◆ **WHAT YOU SHOULD DO**: Pull out every line in the rows below that contains the word "white". Case counts.

◆ **RECORDS FOR THE EXERCISE**:
###

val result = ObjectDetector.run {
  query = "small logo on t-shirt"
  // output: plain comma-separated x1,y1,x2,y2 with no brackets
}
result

###

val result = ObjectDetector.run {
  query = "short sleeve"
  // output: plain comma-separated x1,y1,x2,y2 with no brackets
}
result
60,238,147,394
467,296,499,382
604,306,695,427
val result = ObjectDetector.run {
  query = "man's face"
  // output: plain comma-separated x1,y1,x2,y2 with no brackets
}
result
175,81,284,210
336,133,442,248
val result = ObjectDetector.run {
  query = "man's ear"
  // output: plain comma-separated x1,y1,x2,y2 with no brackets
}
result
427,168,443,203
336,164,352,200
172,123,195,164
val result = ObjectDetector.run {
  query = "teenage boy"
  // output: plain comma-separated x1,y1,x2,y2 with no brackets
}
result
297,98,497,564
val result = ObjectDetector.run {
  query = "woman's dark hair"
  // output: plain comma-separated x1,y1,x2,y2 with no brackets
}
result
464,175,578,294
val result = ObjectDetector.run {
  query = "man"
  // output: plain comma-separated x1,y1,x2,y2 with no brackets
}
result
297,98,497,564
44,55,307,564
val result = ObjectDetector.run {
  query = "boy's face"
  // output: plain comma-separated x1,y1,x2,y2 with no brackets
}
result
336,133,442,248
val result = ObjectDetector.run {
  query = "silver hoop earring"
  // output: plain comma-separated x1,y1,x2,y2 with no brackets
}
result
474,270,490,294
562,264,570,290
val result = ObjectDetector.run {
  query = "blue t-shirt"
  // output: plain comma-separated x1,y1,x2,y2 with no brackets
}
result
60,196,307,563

###

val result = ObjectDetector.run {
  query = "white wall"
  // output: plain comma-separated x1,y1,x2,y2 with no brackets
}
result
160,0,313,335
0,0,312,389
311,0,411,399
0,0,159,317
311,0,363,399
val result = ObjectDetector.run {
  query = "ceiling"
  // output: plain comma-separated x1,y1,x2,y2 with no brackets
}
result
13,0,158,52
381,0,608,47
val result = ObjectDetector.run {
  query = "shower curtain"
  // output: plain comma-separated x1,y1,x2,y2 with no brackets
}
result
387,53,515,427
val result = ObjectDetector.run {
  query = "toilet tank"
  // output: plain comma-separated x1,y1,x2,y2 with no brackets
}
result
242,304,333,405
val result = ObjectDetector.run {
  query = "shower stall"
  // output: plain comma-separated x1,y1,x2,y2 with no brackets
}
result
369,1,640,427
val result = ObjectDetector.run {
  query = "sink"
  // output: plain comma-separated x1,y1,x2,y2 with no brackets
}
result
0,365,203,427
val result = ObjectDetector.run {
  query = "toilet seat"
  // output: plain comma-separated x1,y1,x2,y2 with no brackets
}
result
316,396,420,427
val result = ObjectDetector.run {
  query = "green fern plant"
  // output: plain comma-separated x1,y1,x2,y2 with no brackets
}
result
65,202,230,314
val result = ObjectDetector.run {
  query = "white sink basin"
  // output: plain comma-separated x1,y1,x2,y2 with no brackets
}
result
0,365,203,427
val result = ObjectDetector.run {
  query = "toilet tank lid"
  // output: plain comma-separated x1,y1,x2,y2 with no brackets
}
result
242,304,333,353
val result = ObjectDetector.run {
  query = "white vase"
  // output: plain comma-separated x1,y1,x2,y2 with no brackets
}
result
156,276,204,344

###

◆ **TASK RESPONSE**:
  query = "white wall"
  query = "white sink basin"
  query = "white vase"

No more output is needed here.